OBJECTIVE: Repeat the following records verbatim, from the first line through the line containing "pixel 666 697", inclusive of both.

---------- STORED RECORDS ----------

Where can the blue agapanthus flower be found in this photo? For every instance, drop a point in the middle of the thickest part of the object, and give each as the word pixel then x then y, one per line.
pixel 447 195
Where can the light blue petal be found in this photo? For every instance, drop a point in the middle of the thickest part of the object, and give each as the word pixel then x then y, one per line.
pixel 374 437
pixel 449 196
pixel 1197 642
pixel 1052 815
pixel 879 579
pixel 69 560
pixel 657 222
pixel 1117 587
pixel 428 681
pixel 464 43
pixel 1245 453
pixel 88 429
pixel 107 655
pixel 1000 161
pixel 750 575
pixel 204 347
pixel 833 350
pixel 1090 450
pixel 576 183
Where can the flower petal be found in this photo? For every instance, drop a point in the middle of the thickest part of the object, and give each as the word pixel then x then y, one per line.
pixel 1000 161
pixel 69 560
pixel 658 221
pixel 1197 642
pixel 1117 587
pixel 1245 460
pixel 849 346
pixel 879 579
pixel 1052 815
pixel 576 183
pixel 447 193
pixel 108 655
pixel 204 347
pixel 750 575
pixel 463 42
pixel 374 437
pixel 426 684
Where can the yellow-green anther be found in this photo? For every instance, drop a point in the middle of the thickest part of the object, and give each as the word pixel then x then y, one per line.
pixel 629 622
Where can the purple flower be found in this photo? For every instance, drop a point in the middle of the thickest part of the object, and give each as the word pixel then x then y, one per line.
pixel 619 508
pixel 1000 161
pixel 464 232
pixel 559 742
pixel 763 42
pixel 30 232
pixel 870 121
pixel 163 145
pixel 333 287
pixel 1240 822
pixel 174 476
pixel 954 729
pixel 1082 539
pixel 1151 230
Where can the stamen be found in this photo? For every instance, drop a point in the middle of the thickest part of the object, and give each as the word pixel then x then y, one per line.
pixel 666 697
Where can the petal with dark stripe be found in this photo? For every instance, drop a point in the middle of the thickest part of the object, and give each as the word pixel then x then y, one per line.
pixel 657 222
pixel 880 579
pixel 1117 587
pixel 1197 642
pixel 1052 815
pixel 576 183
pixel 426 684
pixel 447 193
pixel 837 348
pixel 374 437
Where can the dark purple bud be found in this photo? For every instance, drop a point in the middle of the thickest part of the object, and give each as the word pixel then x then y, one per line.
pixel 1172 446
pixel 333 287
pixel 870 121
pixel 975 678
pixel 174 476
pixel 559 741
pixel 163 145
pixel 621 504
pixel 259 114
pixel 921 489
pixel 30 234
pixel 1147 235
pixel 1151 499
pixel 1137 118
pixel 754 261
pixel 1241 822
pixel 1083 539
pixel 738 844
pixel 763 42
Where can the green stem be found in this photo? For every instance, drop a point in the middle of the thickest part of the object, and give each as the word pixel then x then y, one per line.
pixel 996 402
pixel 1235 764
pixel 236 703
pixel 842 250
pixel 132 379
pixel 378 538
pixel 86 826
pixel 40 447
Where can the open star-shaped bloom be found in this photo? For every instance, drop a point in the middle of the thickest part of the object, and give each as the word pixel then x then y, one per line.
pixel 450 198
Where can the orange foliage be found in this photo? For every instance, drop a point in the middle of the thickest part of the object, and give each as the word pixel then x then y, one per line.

----------

SOLUTION FOR THIS TASK:
Where can the blue agapanthus flower be found in this photo? For every instance, drop a point in the middle of the thickest part of the object, and give each as the word pixel then x then y, one per line.
pixel 447 195
Where can the light blue petal be found in this photo? For every instance, drop a point in the middle of the thickest part of the object, and give each as the word pixel then x then y, one per line.
pixel 374 437
pixel 449 196
pixel 1197 642
pixel 1052 815
pixel 879 579
pixel 69 560
pixel 657 222
pixel 1117 587
pixel 428 681
pixel 464 43
pixel 1245 453
pixel 88 429
pixel 107 655
pixel 1000 161
pixel 750 575
pixel 204 347
pixel 833 350
pixel 1090 450
pixel 576 183
Where can the flower petal be found in this photo? For every instance, drop a point in the middle of the thickest part of the object, and give each as the word pixel then x then y, one per line.
pixel 1000 161
pixel 69 560
pixel 658 221
pixel 1197 642
pixel 1117 587
pixel 1245 460
pixel 849 346
pixel 879 579
pixel 1052 815
pixel 576 183
pixel 447 193
pixel 108 655
pixel 204 347
pixel 750 575
pixel 463 42
pixel 374 437
pixel 426 684
Where can the yellow-green anther be found in this photo? For every instance, drop a point in the middle of the thickest part of the object, and give each as the word pixel then x then y, one per line.
pixel 629 622
Where can the purple flower be found in this photo? For every instance, drop a point in the middle of the thickest part of the object, and give each as the word pixel then x then y, one per line.
pixel 619 508
pixel 1000 161
pixel 464 232
pixel 559 742
pixel 763 42
pixel 30 232
pixel 870 121
pixel 163 145
pixel 333 287
pixel 1240 822
pixel 174 476
pixel 954 729
pixel 1082 539
pixel 1151 230
Where can the stamen be found in this photo? For every instance, drop a point in the middle of the thickest part of the object, and give each as the word pixel then x then y, one per line.
pixel 666 697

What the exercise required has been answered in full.